**Work task:** All of the records below are to be printed exactly; the pictures are to be left out.

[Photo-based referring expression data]
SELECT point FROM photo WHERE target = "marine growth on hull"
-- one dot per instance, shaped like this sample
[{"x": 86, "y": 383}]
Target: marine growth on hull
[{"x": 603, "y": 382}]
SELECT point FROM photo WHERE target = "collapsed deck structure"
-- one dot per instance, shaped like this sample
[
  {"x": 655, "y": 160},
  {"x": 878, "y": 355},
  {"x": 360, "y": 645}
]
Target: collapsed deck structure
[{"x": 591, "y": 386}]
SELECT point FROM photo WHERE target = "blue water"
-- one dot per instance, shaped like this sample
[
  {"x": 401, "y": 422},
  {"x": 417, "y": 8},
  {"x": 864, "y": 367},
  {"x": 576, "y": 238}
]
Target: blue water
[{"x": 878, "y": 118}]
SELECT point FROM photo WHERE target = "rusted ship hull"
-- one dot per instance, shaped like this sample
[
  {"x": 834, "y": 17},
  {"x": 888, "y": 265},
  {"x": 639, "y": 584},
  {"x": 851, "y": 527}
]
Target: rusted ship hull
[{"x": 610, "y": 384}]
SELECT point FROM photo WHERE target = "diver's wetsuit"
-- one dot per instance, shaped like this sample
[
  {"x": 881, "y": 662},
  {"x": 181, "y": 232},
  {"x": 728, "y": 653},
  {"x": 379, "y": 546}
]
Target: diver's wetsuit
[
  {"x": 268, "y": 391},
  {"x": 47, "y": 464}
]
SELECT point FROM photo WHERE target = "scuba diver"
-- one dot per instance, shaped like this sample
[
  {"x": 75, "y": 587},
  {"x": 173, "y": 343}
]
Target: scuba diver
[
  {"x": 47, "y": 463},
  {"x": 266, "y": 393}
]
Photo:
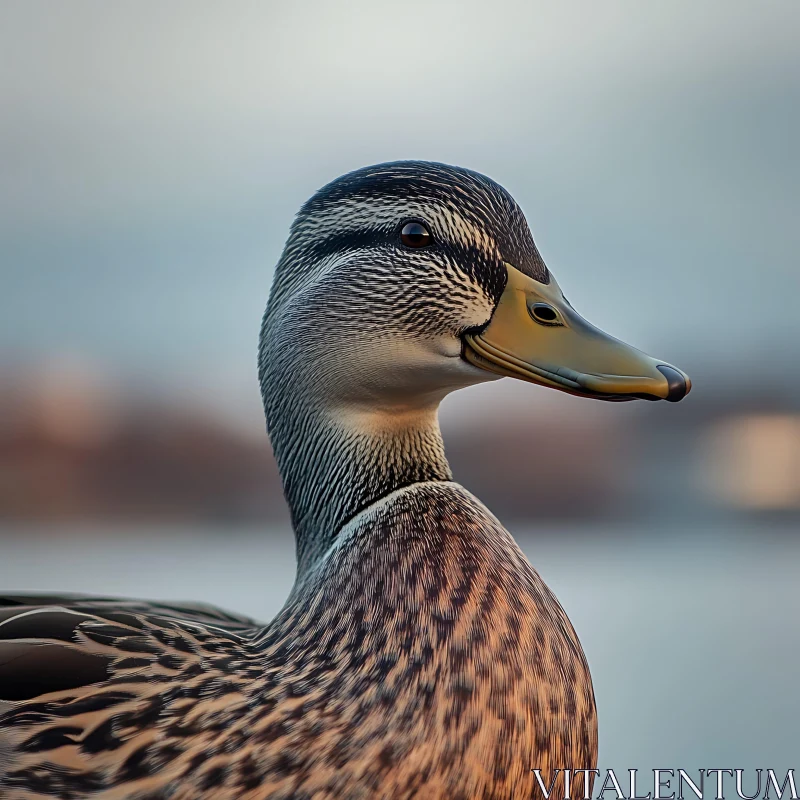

**Solution:**
SELECT point FROM photo WHERE target = "marine growth on hull"
-- one dot per instance, shaped like this sample
[{"x": 86, "y": 383}]
Target: marine growth on hull
[{"x": 603, "y": 382}]
SELECT point FROM photo WHERE target = "collapsed deck structure"
-- one dot per instance, shaped like this sample
[
  {"x": 655, "y": 160},
  {"x": 878, "y": 355},
  {"x": 360, "y": 645}
]
Target: collapsed deck structure
[{"x": 591, "y": 386}]
SELECT point FROM photo WHERE target = "blue water"
-- one dot per instance, shaped like this sample
[
  {"x": 401, "y": 422},
  {"x": 417, "y": 8},
  {"x": 864, "y": 367},
  {"x": 576, "y": 238}
]
Target: blue water
[{"x": 878, "y": 118}]
SELECT point FROM photo WHERE target = "rusted ship hull"
-- one dot per instance, shaped like this sample
[
  {"x": 834, "y": 17},
  {"x": 888, "y": 265},
  {"x": 639, "y": 584},
  {"x": 851, "y": 527}
]
Target: rusted ship hull
[{"x": 610, "y": 384}]
SELECT point FROM photo WHERE target = "diver's wetsuit"
-- one dot per instance, shaped like this sample
[
  {"x": 881, "y": 662},
  {"x": 181, "y": 232},
  {"x": 728, "y": 653},
  {"x": 379, "y": 546}
]
Target: diver's wetsuit
[
  {"x": 268, "y": 391},
  {"x": 47, "y": 464}
]
SELECT point FROM photo WHERE target = "scuba diver"
-- one dot per instance, shaped like this sample
[
  {"x": 75, "y": 587},
  {"x": 173, "y": 343}
]
Target: scuba diver
[
  {"x": 47, "y": 463},
  {"x": 266, "y": 393}
]
Photo:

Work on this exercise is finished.